◆ **Task to complete**:
Your answer must repeat the full listing, line for line.
┌──
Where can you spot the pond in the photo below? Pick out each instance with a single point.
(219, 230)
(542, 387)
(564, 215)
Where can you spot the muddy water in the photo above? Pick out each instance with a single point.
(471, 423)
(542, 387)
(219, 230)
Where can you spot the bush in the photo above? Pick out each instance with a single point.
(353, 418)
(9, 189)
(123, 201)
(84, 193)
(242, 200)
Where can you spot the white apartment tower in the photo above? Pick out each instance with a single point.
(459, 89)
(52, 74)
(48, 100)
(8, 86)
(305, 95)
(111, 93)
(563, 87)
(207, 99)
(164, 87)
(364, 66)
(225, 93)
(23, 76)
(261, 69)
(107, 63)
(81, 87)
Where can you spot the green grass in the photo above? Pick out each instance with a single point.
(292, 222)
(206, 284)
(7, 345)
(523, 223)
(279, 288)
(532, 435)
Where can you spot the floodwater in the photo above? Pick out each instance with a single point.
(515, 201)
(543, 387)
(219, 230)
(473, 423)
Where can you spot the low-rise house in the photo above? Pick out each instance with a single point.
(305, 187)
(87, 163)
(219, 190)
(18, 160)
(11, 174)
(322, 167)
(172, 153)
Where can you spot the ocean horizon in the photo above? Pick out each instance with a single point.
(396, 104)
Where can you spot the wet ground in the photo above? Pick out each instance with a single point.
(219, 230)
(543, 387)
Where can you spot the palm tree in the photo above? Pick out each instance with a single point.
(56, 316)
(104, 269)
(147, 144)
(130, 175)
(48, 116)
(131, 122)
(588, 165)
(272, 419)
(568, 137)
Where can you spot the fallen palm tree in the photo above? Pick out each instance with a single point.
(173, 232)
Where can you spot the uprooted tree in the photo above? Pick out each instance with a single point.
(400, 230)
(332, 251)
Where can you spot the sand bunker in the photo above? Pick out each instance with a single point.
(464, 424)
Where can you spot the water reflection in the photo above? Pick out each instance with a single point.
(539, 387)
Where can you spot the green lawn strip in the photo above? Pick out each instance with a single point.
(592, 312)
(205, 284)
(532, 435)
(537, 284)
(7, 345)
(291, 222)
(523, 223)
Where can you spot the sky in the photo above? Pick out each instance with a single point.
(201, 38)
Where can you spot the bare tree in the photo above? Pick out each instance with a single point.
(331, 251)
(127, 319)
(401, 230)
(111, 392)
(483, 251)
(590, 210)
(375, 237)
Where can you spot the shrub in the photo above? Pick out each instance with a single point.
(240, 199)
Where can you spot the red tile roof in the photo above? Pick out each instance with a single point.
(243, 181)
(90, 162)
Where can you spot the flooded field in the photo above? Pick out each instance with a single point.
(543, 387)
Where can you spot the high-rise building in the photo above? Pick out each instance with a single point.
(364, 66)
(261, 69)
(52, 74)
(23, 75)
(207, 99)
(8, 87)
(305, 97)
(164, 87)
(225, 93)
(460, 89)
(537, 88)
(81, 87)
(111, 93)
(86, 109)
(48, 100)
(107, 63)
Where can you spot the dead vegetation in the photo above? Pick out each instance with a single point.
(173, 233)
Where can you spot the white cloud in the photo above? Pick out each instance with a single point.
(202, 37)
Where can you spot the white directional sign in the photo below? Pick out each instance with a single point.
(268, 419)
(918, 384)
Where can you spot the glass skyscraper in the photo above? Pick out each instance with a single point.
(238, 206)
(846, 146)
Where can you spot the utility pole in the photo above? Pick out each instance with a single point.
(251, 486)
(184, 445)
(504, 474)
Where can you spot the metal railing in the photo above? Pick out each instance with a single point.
└──
◆ **Exercise result**:
Where can you spot the pond in the photo below? Pick out each instance with a single point.
(219, 230)
(542, 387)
(564, 215)
Where can you spot the muddy water in the photo above? Pick out each instance with a single point.
(471, 423)
(542, 387)
(219, 230)
Where can you spot the bush in the photo above? Pick out each instance with a single point.
(353, 418)
(9, 189)
(123, 201)
(84, 193)
(242, 200)
Where can you spot the white apartment tower in the photo above? Pick out each instance with a single point.
(459, 89)
(52, 74)
(48, 100)
(8, 86)
(305, 95)
(111, 93)
(563, 87)
(207, 99)
(164, 87)
(364, 66)
(225, 93)
(23, 76)
(261, 69)
(107, 63)
(81, 87)
Where can you spot the green grass in the photo above? Pick out each instance with a single point.
(292, 222)
(206, 284)
(7, 345)
(523, 223)
(279, 288)
(532, 435)
Where can you spot the floodwater in the photo above? Pick out each instance with a single point.
(515, 201)
(543, 387)
(219, 230)
(473, 423)
Where can you spot the low-rise house in the photo above? Pick out each instance with a single point.
(305, 187)
(87, 163)
(219, 190)
(18, 160)
(11, 174)
(322, 167)
(172, 153)
Where can you spot the ocean horizon in the photo above? Pick out each instance with a single point.
(396, 104)
Where can you spot the wet ground in the photo above? Pick out each instance with a single point.
(219, 230)
(543, 387)
Where can you spot the palm tree in the photo above? Pick out each instance with a single point.
(56, 316)
(104, 269)
(147, 144)
(130, 175)
(48, 116)
(131, 122)
(588, 165)
(272, 419)
(568, 137)
Where can you spot the fallen palm tree in the photo above? Pick out each instance with a single point.
(173, 232)
Where can you spot the uprooted tree in the photo above? Pick out each instance with a single point.
(400, 230)
(332, 251)
Where can you spot the sand bunker in the photo above? Pick out each instance with a single point.
(464, 424)
Where can you spot the water reflection in the photo above? Pick out each instance with a single point.
(539, 387)
Where can you spot the green lawn strip in the photo above? Pick out each instance with a single point.
(592, 312)
(205, 284)
(532, 435)
(537, 284)
(7, 345)
(291, 222)
(523, 223)
Where can you spot the sky in the photo above? Pick out each instance with a single point.
(201, 38)
Where can you spot the bare tree in the photo above? Pick out each instance with a single point.
(331, 251)
(127, 319)
(401, 230)
(111, 392)
(483, 251)
(590, 210)
(375, 237)
Where can you spot the shrub in the photo above? Pick out each instance with a single point.
(240, 199)
Where can you spot the red tile roof in the photo above? Pick out each instance with a single point.
(243, 181)
(90, 162)
Where can you spot the flooded field in the photo above? Pick out each instance with a single point.
(543, 387)
Where can you spot the high-rise building in the photo above? Pick out each instance with a single point.
(364, 66)
(261, 69)
(52, 74)
(23, 75)
(207, 99)
(8, 87)
(305, 97)
(164, 87)
(225, 93)
(460, 89)
(537, 88)
(81, 87)
(111, 93)
(86, 109)
(48, 100)
(107, 63)
Where can you spot the dead vegetation in the photo above? Pick out each instance with a single point.
(173, 233)
Where can you spot the white cloud in the photo above? Pick out each instance with a single point.
(202, 37)
Where can you spot the white directional sign in the photo below? Pick out each instance with a single point.
(268, 419)
(918, 384)
Where can you spot the glass skyscraper in the photo above? Pick out each instance with a single point.
(238, 206)
(846, 146)
Where can you spot the utility pole in the photo above? Pick out each instance with a single point.
(251, 486)
(184, 445)
(504, 474)
Where can you spot the metal railing in the photo above? Pick out each instance with a single point.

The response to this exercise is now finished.